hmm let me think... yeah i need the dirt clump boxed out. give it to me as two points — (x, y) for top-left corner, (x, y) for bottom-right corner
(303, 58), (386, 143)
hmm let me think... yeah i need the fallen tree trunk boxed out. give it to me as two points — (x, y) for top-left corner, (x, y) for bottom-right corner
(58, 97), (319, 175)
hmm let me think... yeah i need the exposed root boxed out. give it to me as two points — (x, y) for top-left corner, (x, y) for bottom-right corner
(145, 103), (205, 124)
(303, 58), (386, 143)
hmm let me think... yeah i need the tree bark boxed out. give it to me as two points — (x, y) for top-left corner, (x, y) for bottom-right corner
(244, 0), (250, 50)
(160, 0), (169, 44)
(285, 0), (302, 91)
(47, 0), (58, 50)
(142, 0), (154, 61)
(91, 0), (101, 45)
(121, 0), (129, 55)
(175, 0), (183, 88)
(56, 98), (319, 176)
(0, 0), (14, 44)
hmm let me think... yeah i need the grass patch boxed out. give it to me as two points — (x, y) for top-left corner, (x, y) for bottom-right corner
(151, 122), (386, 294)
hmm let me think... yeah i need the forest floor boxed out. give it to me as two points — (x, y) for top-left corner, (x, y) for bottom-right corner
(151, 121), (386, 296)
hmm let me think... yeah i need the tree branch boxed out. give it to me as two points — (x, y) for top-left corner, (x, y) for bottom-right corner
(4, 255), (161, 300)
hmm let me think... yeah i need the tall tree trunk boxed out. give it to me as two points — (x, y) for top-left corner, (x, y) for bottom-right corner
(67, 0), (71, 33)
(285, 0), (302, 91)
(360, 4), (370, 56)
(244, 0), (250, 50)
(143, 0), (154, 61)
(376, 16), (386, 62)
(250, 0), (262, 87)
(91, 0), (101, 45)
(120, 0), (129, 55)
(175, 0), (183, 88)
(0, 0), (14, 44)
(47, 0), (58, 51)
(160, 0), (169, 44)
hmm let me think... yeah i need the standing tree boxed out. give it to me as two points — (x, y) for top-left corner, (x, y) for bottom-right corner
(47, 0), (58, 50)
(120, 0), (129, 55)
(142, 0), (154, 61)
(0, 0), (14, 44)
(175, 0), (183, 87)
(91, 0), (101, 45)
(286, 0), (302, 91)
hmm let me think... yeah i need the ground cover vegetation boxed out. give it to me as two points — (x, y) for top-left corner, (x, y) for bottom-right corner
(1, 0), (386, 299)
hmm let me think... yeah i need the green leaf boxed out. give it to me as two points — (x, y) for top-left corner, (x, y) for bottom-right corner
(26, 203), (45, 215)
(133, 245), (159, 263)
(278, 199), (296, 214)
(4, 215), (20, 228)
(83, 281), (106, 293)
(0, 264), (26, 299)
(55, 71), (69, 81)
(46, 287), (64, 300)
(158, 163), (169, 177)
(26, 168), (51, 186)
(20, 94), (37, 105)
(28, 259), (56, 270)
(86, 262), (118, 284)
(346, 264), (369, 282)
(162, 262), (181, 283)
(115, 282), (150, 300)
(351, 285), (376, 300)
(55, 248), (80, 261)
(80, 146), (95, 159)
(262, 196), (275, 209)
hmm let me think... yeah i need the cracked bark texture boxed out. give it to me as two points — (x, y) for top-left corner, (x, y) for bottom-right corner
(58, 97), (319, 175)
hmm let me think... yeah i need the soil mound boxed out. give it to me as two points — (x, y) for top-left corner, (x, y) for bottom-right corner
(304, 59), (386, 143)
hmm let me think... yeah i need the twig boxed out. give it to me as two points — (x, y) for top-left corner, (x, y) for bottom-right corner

----------

• **What the exercise asks**: Having located the line containing "hmm let me think... yeah i need the soil", set it down along with every line after it through the end of the data, reproducing each exactly.

• **Task response**:
hmm let me think... yeah i need the soil mound boxed out. give it to me as two points — (x, y) for top-left corner, (x, y) for bottom-right corner
(304, 59), (386, 143)
hmm let me think... yeah i need the twig boxed out. give it to me as two points — (x, y) for top-left corner, (x, y) for bottom-right corner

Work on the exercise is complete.